___ Dataset excerpts
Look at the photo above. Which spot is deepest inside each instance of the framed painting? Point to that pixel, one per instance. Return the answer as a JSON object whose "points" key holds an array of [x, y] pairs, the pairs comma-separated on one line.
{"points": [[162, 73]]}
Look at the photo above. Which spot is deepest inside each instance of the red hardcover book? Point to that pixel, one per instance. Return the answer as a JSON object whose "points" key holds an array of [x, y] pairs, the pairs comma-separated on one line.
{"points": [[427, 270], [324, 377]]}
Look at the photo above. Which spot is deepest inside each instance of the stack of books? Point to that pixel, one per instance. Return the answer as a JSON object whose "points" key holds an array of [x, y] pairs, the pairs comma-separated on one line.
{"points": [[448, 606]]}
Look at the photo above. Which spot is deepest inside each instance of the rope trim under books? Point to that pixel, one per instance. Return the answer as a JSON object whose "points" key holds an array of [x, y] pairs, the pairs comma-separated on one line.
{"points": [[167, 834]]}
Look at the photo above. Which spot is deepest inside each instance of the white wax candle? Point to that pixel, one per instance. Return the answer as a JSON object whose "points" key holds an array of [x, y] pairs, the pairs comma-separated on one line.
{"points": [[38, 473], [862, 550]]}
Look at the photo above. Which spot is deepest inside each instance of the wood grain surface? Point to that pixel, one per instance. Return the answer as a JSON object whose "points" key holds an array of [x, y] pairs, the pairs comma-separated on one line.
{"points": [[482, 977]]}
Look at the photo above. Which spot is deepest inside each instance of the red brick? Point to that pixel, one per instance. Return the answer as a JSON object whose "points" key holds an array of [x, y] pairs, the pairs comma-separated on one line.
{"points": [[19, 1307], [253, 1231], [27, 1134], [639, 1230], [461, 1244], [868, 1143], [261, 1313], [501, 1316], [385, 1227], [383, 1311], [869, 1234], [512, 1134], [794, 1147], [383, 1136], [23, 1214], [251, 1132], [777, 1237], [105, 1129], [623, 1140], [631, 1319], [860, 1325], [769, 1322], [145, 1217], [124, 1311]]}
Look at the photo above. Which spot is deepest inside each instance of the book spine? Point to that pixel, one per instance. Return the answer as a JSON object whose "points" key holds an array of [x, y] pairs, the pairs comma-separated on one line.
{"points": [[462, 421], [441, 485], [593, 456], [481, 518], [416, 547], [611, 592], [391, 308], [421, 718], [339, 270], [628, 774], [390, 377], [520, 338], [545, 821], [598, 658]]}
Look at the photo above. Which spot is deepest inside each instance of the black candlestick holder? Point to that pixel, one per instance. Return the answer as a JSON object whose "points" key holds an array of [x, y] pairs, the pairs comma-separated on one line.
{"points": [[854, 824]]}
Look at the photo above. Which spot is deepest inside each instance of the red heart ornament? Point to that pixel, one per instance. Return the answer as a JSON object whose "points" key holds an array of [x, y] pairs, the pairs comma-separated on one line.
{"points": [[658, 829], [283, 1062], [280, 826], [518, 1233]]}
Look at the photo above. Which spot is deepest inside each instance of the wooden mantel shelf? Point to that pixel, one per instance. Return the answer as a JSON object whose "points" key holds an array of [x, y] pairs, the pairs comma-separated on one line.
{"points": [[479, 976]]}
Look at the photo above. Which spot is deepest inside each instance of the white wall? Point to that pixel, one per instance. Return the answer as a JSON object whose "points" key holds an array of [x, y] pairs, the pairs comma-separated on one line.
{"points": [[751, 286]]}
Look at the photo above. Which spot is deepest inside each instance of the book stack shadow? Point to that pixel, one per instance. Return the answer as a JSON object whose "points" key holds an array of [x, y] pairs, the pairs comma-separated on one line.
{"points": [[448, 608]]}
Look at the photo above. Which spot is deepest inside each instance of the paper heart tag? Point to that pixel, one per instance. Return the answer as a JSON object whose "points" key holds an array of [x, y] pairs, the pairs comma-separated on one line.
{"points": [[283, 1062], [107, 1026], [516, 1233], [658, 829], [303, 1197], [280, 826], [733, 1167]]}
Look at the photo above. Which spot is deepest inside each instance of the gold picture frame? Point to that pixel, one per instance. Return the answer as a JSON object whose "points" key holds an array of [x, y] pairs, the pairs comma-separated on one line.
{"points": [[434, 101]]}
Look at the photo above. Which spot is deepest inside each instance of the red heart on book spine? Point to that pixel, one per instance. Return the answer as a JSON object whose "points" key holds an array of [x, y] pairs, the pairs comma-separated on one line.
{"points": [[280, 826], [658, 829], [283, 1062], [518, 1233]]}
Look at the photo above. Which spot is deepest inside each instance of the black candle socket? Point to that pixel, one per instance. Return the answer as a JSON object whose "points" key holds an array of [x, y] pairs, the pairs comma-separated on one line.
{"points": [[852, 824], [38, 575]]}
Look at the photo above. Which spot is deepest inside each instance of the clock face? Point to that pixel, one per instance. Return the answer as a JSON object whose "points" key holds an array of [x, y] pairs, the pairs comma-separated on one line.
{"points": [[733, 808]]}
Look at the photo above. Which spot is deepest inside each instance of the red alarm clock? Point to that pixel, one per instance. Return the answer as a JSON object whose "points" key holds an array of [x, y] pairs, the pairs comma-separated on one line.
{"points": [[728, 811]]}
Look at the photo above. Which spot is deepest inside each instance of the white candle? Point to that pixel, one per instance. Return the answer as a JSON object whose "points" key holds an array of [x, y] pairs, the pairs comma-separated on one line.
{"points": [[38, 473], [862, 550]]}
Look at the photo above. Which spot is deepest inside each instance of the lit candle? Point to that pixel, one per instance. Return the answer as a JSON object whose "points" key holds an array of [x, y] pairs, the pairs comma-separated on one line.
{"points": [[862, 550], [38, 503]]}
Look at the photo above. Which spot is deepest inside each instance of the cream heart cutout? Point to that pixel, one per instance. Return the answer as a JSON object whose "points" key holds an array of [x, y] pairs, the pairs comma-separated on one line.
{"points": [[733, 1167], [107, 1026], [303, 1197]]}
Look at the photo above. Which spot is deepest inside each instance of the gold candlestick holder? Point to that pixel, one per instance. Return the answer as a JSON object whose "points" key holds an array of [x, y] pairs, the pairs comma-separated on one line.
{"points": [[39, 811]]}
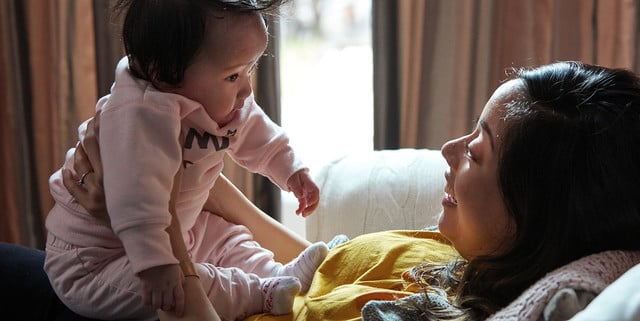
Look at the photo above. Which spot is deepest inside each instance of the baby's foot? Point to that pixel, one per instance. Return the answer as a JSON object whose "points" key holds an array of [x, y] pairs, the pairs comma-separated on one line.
{"points": [[278, 294], [337, 240], [305, 265]]}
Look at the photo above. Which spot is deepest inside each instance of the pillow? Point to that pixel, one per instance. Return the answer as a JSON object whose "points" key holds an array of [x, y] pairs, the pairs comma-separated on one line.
{"points": [[620, 301], [378, 190]]}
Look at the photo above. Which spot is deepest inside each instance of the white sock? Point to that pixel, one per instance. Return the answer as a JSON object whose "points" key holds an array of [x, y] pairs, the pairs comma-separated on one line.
{"points": [[278, 294], [305, 265]]}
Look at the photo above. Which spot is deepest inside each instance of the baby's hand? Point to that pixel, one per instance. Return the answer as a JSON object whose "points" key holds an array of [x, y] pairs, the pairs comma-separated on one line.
{"points": [[305, 190], [162, 288]]}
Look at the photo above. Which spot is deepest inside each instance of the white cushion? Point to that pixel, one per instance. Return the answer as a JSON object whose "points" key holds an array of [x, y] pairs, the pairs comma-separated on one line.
{"points": [[378, 190], [620, 301]]}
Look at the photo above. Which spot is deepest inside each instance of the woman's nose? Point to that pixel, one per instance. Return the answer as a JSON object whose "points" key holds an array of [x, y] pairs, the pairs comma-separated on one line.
______
▸ **To do**: Pictures in the records above are not copied; print everything else exactly.

▸ **Answer below**:
Look at the photo above. Which spot is deepest inside each instance of the framed painting? Point to that pixel, one per instance. Return the answer as a JSON object whose "points" key holds an array of [x, y] pairs, the pairs comma-separated on one line.
{"points": [[162, 73]]}
Look at the photo above. Which spot is deepest inside each instance of the red hardcover book? Point to that pixel, one per instance. Return the answer as a JSON object whose "points" key holds an array of [x, y] pairs, the pairs comma-separated on one line.
{"points": [[427, 270], [324, 377]]}
Look at the photo above. Which spot is deepest inside each instance of the stack of books? Point to that pixel, one per instance. Return the answer as a JSON object whose "points" key holds an array of [x, y] pairs, the pairs comma-separated on one line.
{"points": [[448, 606]]}
Look at the photo above. Which spot is deepest inside each instance of the rope trim under books? Point to that pixel, one per instance. Return the answer as a JSON object whose "points" key holds an array of [x, y] pairs, the pairs comma-separated on one line.
{"points": [[167, 834]]}
Look at the photo above. Which spot is deepest inside each instance of the white wax candle? Point to that pixel, one per instance. Return the answer as a JSON object whose "points" key holds an array of [x, y] pairs, the pairs comma-separated on one line.
{"points": [[38, 473], [862, 550]]}
Look at the photo above. Which spot is deepest inside each instance of the wood grain surface? Point to that pixel, one per instance. Return the answer as a JSON object whose "points" key holds an array of [x, y] pairs, the pairs comma-separated on one line.
{"points": [[482, 977]]}
Look at the photo above. Which spot is deepest inside each instance of the red brick? Point to that pixel, one per instance. Return the answer as a JSON object whose "points" key holds an array of [x, y] pairs, the pairs comma-separated on one line.
{"points": [[19, 1307], [253, 1231], [27, 1134], [639, 1230], [461, 1244], [868, 1143], [261, 1313], [501, 1316], [385, 1227], [383, 1311], [869, 1234], [512, 1134], [794, 1147], [383, 1136], [23, 1214], [251, 1132], [777, 1237], [105, 1129], [623, 1140], [631, 1319], [860, 1325], [769, 1322], [145, 1217], [124, 1311]]}
Look at the photo above. Which spot is deepest inside each instance of the book spine? Point to that pixel, one per instance. Return the answer as a JSON object whose "points" key holds an array of [x, y] pairs, the pairs comma-separated on one line.
{"points": [[462, 421], [441, 485], [593, 456], [481, 518], [416, 547], [611, 592], [391, 308], [421, 718], [339, 270], [628, 774], [390, 377], [520, 338], [545, 821], [598, 658]]}
Look at the photo above. Which spot is deepest inside each instance of the black candlestick holder? Point to that pixel, one per instance. Return the answer as a JSON object whose "points" key holds an array of [x, y] pairs, the pairs comma-separated on one line.
{"points": [[854, 824]]}
Look at the photo above. Which spot is deepest inside each instance of the red heart ornament? Point to that pixel, one per instance. Return the answer as a JSON object whose "points" key holds an array of [x, y] pairs, the pairs comma-separated on one line.
{"points": [[658, 829], [283, 1062], [280, 826], [518, 1233]]}
Look at the photo above. Which spot is deepest inside each instance of the wooden mantel shelf? Point to that pixel, one per instance. Return the answer as a JSON object whose "points" key holds an array of [x, y] pairs, the pairs comma-separated on one line.
{"points": [[479, 976]]}
Look at the photo above. Which spot is deepest inside each instance of the white wall? Point to that pixel, one per instance. Return the answer as a JSON object whose "points" key holds an array of [x, y] pairs, the pairs comma-separated on one line.
{"points": [[751, 286]]}
Look at the photo above. Which spot is deepest inside each instance of the book stack shadow? Point to that pixel, one per instance. Return the answer as a JSON object whose "points" key holds an array of [x, y] pairs, the pairs comma-separated on one line.
{"points": [[448, 608]]}
Look at the photo above. Which spot is deepest inside each instance of the paper heart tag? Point to that pixel, one per instance. Return the answer as a JSON object whose "points" key holds an array of [x, y] pairs, the pairs comma-separated on one line.
{"points": [[283, 1062], [107, 1026], [516, 1233], [658, 829], [303, 1197], [280, 826], [733, 1167]]}
Look at the photo above. Which spot is deepest inside each instance of the gold picture frame? Point to that pixel, one per instance. Return the answer as a JSON object whose "points" key holds an array of [x, y] pairs, the pairs comma-separated on one line.
{"points": [[434, 101]]}
Look at the photo above. Which spot is deepest inside each instance of the red heart on book spine? Point to that pixel, one per instance. Return the answer as a JSON object whose "points" key holds an array of [x, y] pairs, the pairs comma-separated on one line.
{"points": [[280, 826], [658, 829], [283, 1062], [518, 1233]]}
Look at the photo above. Which spot is deepest inside each instance of the black candle socket? Point to that pixel, one per instance. Return the answer as a JSON object whose "points" key holds an array of [x, y] pairs, the pairs comma-separated on one line.
{"points": [[852, 824], [38, 575]]}
Look at the photo above. Which spot is deepest inside each instance of the clock face? Point to that pixel, one per instance. Return the answer as a JSON object whose "points" key holds an array of [x, y] pairs, the pairs comma-separated on one line.
{"points": [[733, 808]]}
Look at the photo above. Which spot is deepest inside each instance of the red alarm clock? Point to that pixel, one per instance. Return the answer as a JSON object whose "points" key holds an array of [x, y] pairs, the pairs comma-separated on one line.
{"points": [[728, 811]]}
Look at the photo above. Which spot is deepest inside each instance of the white candle? Point to that pixel, one per instance. Return the answer as a JSON object whose "points" key holds an array of [x, y] pairs, the pairs comma-separated on one line.
{"points": [[38, 473], [862, 550]]}
Look at the photo above. Which spot is deepest inside each instance of the lit candle? Point to that pixel, one per instance. Return the answer as a JSON object whose "points" key holds an array of [x, y] pairs, the pairs comma-separated on one line.
{"points": [[862, 550], [38, 503]]}
Look at the photo above. Which spot is deepest inside each instance of the cream heart cutout? Point to that pixel, one per instance. Return the answer as a JSON object whose "points" key holds an array of [x, y] pairs, the pairs comma-separated on one line.
{"points": [[733, 1167], [107, 1026], [303, 1197]]}
Look at the photo above. Which spot is deepest inside each instance of the gold candlestick holder? Point to that pixel, one per instance. Return the answer as a JSON object whose "points" key holds an array of [x, y] pairs, the pairs comma-separated on one line.
{"points": [[39, 811]]}
Look at the photo above. Which spot is deepest inside each instance of the baby's foot? Point to that pixel, one per instance. Return the answer as a JSON object whose "points" key holds an array of [x, y] pairs, the pairs comma-separated on one line.
{"points": [[278, 294], [337, 240], [305, 265]]}
Look at the photo above. Which spot is deepest inside each instance of the pillow? Point to that pixel, one per instance. Return the answer as a JSON object whose "points" key holds an array of [x, y] pairs, the pairs comma-separated on one line.
{"points": [[620, 301], [378, 190]]}
Look at the photo above. Which spot is deepest inside each instance of the white sock? Point to that pixel, one per instance. Return the answer as a JSON object whose "points" key holds an array of [x, y] pairs, the pairs comma-separated on one line.
{"points": [[278, 294], [305, 265]]}
Look at the photo above. Which spot is deepest inside each instance of the baby's hand? Point to that pixel, one per instance. Return the answer as a JSON object whose "points" key holds an array of [x, y] pairs, the pairs comma-separated on one line.
{"points": [[305, 190], [162, 288]]}
Look at the photo above. Which spot is deepest inside each instance of the white cushion? Point to that pixel, one per instance. Return the answer as a JSON object whose "points" key holds an array of [x, y] pairs, the pairs comma-separated on one line.
{"points": [[378, 190], [620, 301]]}
Look at the photo above. Which spot is deepest inside each instance of the woman's nose? Point to that pixel, one per instance. Return the answer as a JSON object whose "points" key holds an array of [x, y] pairs, the pairs comma-separated on one line.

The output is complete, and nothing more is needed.